> **DIRECTIONS**:
Reproduce every line of the data below verbatim, from the first line to the last, changing nothing.

> **SUPPLIED ENTRIES**:
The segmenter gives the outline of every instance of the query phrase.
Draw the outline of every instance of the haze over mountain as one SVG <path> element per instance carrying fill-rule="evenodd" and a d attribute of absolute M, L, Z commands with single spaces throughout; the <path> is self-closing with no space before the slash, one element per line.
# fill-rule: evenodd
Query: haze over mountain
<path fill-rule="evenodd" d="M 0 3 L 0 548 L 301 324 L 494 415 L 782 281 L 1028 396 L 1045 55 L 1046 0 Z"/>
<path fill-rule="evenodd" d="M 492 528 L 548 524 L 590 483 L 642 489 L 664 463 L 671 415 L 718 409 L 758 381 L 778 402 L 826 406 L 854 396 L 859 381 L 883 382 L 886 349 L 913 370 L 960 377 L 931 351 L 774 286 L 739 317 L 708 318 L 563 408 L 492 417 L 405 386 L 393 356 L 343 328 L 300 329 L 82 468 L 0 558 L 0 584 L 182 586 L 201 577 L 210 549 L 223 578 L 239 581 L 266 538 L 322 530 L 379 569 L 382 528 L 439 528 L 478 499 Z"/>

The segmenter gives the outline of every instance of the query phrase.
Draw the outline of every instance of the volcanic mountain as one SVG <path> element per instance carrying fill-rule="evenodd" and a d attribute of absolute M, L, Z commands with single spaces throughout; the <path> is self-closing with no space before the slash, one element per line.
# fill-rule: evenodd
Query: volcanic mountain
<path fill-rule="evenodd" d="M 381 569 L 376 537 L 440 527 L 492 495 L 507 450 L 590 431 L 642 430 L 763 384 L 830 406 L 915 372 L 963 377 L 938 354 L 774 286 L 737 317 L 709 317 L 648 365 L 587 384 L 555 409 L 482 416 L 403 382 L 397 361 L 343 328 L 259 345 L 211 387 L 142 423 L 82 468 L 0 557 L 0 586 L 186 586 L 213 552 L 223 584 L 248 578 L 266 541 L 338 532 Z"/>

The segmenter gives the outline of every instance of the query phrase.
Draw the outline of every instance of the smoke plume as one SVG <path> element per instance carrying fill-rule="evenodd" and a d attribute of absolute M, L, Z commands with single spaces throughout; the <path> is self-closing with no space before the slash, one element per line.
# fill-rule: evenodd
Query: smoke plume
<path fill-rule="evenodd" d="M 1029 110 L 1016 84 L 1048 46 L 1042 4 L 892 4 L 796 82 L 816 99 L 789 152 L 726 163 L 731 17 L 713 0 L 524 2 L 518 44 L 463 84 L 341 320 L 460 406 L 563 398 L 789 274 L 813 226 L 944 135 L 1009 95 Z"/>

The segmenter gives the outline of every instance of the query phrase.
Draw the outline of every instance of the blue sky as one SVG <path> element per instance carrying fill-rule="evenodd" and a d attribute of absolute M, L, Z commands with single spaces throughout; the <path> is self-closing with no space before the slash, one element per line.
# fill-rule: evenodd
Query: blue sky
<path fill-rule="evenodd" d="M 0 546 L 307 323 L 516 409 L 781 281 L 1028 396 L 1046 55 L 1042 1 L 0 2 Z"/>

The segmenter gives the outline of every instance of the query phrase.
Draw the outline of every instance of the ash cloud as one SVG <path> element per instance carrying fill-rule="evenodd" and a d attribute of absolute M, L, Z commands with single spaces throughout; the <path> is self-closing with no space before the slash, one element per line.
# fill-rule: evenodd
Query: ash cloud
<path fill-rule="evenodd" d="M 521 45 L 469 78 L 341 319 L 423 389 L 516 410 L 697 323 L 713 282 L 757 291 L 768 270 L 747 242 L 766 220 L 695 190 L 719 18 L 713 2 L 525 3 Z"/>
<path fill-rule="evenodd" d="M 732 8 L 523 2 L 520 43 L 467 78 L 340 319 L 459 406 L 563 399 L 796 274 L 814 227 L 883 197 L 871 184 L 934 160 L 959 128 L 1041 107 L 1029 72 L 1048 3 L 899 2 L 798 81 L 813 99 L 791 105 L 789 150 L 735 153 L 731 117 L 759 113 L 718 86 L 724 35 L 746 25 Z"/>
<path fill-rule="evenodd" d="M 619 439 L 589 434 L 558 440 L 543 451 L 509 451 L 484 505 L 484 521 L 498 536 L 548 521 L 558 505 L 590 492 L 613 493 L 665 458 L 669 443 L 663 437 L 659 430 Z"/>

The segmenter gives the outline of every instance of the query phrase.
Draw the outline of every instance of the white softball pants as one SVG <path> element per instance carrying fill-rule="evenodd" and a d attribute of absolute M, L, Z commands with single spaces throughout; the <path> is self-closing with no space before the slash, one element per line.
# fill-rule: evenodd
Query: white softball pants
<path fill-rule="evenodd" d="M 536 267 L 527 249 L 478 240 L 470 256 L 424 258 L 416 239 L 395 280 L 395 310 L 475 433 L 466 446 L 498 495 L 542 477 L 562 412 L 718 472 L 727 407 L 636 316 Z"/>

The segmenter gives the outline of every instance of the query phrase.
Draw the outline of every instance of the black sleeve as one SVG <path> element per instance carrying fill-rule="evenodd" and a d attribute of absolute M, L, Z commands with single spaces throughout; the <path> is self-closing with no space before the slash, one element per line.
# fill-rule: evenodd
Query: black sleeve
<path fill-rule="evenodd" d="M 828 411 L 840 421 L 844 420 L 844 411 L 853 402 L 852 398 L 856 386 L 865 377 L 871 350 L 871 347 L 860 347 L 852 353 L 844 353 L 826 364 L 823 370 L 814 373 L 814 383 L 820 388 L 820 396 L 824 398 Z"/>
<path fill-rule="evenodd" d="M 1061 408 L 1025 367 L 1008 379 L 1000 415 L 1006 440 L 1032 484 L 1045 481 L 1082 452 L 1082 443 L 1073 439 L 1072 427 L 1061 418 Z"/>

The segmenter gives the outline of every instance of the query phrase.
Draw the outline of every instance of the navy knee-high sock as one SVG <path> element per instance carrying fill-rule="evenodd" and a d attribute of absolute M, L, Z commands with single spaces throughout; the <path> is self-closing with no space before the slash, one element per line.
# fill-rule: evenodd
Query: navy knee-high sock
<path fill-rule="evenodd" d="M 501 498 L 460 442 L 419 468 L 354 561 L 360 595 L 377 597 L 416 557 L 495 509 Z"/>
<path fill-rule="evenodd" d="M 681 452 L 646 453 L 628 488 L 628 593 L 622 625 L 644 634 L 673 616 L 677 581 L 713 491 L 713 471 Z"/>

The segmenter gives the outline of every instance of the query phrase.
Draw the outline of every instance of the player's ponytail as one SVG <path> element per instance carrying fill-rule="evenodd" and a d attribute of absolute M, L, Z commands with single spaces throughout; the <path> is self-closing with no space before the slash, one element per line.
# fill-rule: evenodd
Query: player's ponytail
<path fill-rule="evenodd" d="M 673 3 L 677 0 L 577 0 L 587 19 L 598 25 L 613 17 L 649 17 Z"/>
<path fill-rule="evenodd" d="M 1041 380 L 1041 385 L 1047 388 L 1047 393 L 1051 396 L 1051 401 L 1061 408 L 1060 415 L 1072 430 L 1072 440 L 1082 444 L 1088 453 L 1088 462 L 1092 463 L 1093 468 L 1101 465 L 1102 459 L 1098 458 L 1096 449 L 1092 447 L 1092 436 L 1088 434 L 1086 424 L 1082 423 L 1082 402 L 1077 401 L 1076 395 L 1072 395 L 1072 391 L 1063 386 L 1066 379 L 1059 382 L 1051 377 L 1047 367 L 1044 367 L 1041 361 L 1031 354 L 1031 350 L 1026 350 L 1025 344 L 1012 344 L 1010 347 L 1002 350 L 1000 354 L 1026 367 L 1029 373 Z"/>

> **TASK SOLUTION**:
The segmenter gives the outline of every instance of the query phrase.
Draw the outline of every instance of the haze over mountain as one SVG <path> element per instance carrying fill-rule="evenodd" and a d attribute of absolute M, L, Z commands with single spaces throughout; the <path> is self-closing with no space before the slash, one element per line.
# fill-rule: evenodd
Query: haze over mountain
<path fill-rule="evenodd" d="M 0 3 L 0 548 L 301 324 L 494 415 L 782 281 L 1028 396 L 1045 55 L 1046 0 Z"/>
<path fill-rule="evenodd" d="M 492 528 L 548 524 L 590 483 L 642 489 L 664 463 L 671 415 L 718 409 L 758 381 L 778 402 L 826 406 L 854 396 L 859 381 L 883 382 L 886 349 L 913 370 L 960 377 L 931 351 L 774 286 L 739 317 L 708 318 L 563 408 L 492 417 L 405 386 L 393 356 L 343 328 L 300 329 L 82 468 L 0 558 L 0 584 L 182 586 L 201 577 L 210 549 L 223 578 L 239 581 L 266 538 L 322 530 L 379 569 L 382 528 L 439 528 L 478 499 Z"/>

The segmenter gives the outline of every instance of the query phrase.
Draw the outline of every instance of the volcanic mountain as one SVG <path> element per instance carrying fill-rule="evenodd" and a d attribute of absolute M, L, Z commands with single spaces throughout; the <path> is self-closing with no space before the slash, one element per line.
# fill-rule: evenodd
Query: volcanic mountain
<path fill-rule="evenodd" d="M 381 569 L 376 537 L 440 527 L 492 495 L 507 450 L 590 431 L 642 430 L 763 384 L 830 406 L 915 372 L 963 377 L 938 354 L 774 286 L 737 317 L 709 317 L 648 365 L 587 384 L 555 409 L 482 416 L 403 382 L 397 361 L 343 328 L 259 345 L 211 387 L 142 423 L 82 468 L 0 557 L 0 586 L 186 586 L 213 552 L 223 584 L 248 578 L 266 541 L 338 532 Z"/>

The segmenter gives the outline of every instance of the query phrase.
Draw the outline of every instance of the smoke plume as one SVG <path> element per instance carrying fill-rule="evenodd" and a d attribute of absolute M, L, Z commands with single spaces throughout; the <path> is self-closing with no space before the slash, one element per line.
# fill-rule: evenodd
Query: smoke plume
<path fill-rule="evenodd" d="M 1029 110 L 1016 84 L 1048 46 L 1042 4 L 892 4 L 796 82 L 816 99 L 789 152 L 726 163 L 731 17 L 713 0 L 524 2 L 518 44 L 463 84 L 341 320 L 460 406 L 563 398 L 789 274 L 813 226 L 944 135 L 1009 95 Z"/>

The segmenter gives the outline of every instance of the query phrase.
Draw the outline of every instance of the blue sky as one SVG <path> element per instance carrying fill-rule="evenodd" and a d attribute of absolute M, L, Z commands with single spaces throughout; the <path> is self-closing with no space before the slash, one element per line.
# fill-rule: evenodd
Query: blue sky
<path fill-rule="evenodd" d="M 0 546 L 307 323 L 516 409 L 781 281 L 1028 396 L 1046 55 L 1042 1 L 0 2 Z"/>

The segmenter gives the outline of every instance of the query phrase.
Draw the outline of every instance of the ash cloud as one SVG <path> element per instance carrying fill-rule="evenodd" and a d attribute of absolute M, L, Z commands with single spaces throughout; the <path> is self-closing with no space before the slash, one element per line.
# fill-rule: evenodd
Query: ash cloud
<path fill-rule="evenodd" d="M 521 45 L 469 78 L 341 319 L 423 389 L 516 410 L 697 323 L 713 282 L 757 291 L 768 270 L 747 242 L 766 220 L 695 190 L 719 18 L 713 2 L 525 3 Z"/>
<path fill-rule="evenodd" d="M 732 8 L 523 2 L 520 43 L 467 78 L 340 319 L 459 406 L 563 399 L 796 274 L 814 227 L 883 197 L 871 184 L 934 160 L 959 128 L 1041 107 L 1029 72 L 1048 3 L 899 2 L 798 81 L 813 99 L 791 105 L 789 150 L 735 153 L 731 117 L 759 113 L 718 86 L 724 35 L 746 25 Z"/>
<path fill-rule="evenodd" d="M 619 439 L 589 434 L 558 440 L 543 451 L 509 451 L 484 505 L 484 521 L 498 536 L 548 521 L 558 505 L 590 492 L 613 493 L 665 458 L 669 443 L 663 437 L 659 430 Z"/>

The segmenter gives the outline of every instance of the query phrase.
Draw the outline of every instance of the white softball pants as one SVG <path> element per instance carrying fill-rule="evenodd" and a d attribute of absolute M, L, Z commands with single spaces throughout; the <path> is self-closing with no space before the slash, one element per line.
# fill-rule: evenodd
Query: white softball pants
<path fill-rule="evenodd" d="M 536 267 L 527 249 L 478 240 L 470 256 L 424 258 L 416 239 L 395 280 L 395 310 L 475 433 L 466 446 L 498 495 L 542 477 L 562 412 L 718 472 L 727 407 L 636 316 Z"/>

The segmenter gives the outline of every instance of the query phrase.
Draw the outline of every instance of the black sleeve as one SVG <path> element per instance carrying fill-rule="evenodd" and a d attribute of absolute M, L, Z commands with single spaces throughout; the <path> is self-closing with no space before the slash, one element per line.
# fill-rule: evenodd
Query: black sleeve
<path fill-rule="evenodd" d="M 828 411 L 840 421 L 844 420 L 844 411 L 853 402 L 852 398 L 856 386 L 865 377 L 871 350 L 871 347 L 860 347 L 852 353 L 844 353 L 826 364 L 823 370 L 814 373 L 814 383 L 820 388 L 820 396 L 824 398 Z"/>
<path fill-rule="evenodd" d="M 1061 408 L 1025 367 L 1008 379 L 1000 415 L 1006 440 L 1032 484 L 1045 481 L 1082 452 L 1082 443 L 1073 439 L 1072 427 L 1061 418 Z"/>

The segmenter gives the outline of every instance of the query phrase.
Draw the outline of every instance of the navy knee-high sock as one SVG <path> element per instance carrying fill-rule="evenodd" and a d attribute of absolute M, L, Z commands with single spaces throughout; the <path> is self-closing with no space before the slash, one element per line.
# fill-rule: evenodd
Query: navy knee-high sock
<path fill-rule="evenodd" d="M 501 498 L 460 442 L 419 468 L 354 561 L 360 595 L 377 597 L 416 557 L 495 509 Z"/>
<path fill-rule="evenodd" d="M 681 452 L 646 453 L 628 488 L 628 593 L 622 625 L 644 634 L 673 616 L 677 581 L 713 491 L 713 471 Z"/>

The segmenter gives the outline of every instance of the query phrase.
Draw the outline of every instance of the player's ponytail as one SVG <path> element per instance carrying fill-rule="evenodd" and a d attribute of absolute M, L, Z commands with single spaces throughout; the <path> is self-closing with no space before the slash, one element per line.
# fill-rule: evenodd
Query: player's ponytail
<path fill-rule="evenodd" d="M 673 3 L 677 0 L 577 0 L 587 19 L 598 25 L 613 17 L 649 17 Z"/>
<path fill-rule="evenodd" d="M 1041 380 L 1041 385 L 1047 388 L 1047 393 L 1051 396 L 1051 401 L 1061 408 L 1060 415 L 1072 430 L 1072 440 L 1082 444 L 1088 453 L 1088 462 L 1092 463 L 1093 468 L 1101 465 L 1102 459 L 1098 458 L 1096 449 L 1092 447 L 1092 436 L 1088 434 L 1086 424 L 1082 423 L 1082 402 L 1077 401 L 1076 395 L 1072 395 L 1072 391 L 1063 386 L 1066 379 L 1059 382 L 1051 377 L 1047 367 L 1044 367 L 1041 361 L 1031 354 L 1031 350 L 1026 350 L 1025 344 L 1012 344 L 1010 347 L 1002 350 L 1000 354 L 1026 367 L 1029 373 Z"/>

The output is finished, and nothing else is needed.